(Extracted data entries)
+++++

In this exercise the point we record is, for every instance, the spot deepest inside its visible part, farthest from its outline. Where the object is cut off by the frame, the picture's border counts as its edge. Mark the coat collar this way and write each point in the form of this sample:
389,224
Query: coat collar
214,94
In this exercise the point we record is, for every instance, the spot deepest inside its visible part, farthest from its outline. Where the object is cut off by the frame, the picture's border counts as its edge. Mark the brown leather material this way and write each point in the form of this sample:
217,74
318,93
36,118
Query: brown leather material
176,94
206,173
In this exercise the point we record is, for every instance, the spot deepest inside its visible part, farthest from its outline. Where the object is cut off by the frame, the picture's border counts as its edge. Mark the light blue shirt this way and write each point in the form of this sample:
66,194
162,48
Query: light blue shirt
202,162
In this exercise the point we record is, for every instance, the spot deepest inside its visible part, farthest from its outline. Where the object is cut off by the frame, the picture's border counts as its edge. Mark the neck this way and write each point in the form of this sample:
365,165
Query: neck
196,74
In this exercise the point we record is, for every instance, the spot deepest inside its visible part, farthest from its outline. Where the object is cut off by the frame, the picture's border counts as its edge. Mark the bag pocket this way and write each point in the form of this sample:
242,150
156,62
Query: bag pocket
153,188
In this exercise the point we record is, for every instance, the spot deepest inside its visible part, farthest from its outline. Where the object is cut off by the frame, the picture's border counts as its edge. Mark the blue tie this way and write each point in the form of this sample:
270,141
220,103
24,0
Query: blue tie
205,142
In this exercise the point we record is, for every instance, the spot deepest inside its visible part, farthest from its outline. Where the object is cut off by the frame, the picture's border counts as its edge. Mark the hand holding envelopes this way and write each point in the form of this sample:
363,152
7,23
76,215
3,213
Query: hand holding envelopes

+++++

What is being asked: Make an exact copy of every entry.

Solution below:
In this exercise the point we record is, for every instance, the spot deepest inside its visible part, farthest from its outline. Where the object is cut off by the frame, the picture's border counts as its edge. Mark the coat collar this way and write each point in the form of this sample:
389,224
Query: coat collar
214,94
In this exercise the point we record is, for every instance, the spot deepest inside its visible part, farthest from its outline. Where the object is cut off by the frame, the picture's border counts as its edge. Mark the brown leather material this way and write each point in the form of this sample:
217,74
318,93
36,118
Query: brown leather material
176,94
206,173
In this exercise the point we record is, for every instance, the spot deepest inside its visible part, farthest from its outline. Where the object is cut off by the frame, the picture's border counts as its edge. Mark the light blue shirt this way and write each point in the form of this sample:
66,194
162,48
Query: light blue shirt
202,162
In this exercise the point we record is, for every instance, the spot deepest inside its visible part, farthest from its outline. Where the object is cut off by the frame, the picture's border counts as its edge. Mark the neck this way and write each point in the form of this sample:
365,165
Query: neck
196,74
In this exercise the point we record is, for every instance, the spot deepest inside its visible part, farthest from its outline. Where the object is cut off by the frame, the picture's border counts as its edge. Mark the bag pocket this way and write each point in the form of this sample:
242,150
156,62
Query: bag pocket
153,188
In this exercise the point we record is, for every instance, the spot deepest inside its visible part, farthest from its outline. Where the object is cut off by the frame, the picture's border counts as its edge. Mark the blue tie this way and write each point in the form of this sample:
270,141
220,103
24,0
Query: blue tie
205,142
In this exercise the point we record is, for every instance, the spot deepest inside its visible part, farthest from its outline. Where the object is cut off by the frame, the picture's border counts as its edge. Mark the hand holding envelopes this way and write each point in the form of this sample:
363,152
7,23
76,215
3,213
Query: hand holding envelopes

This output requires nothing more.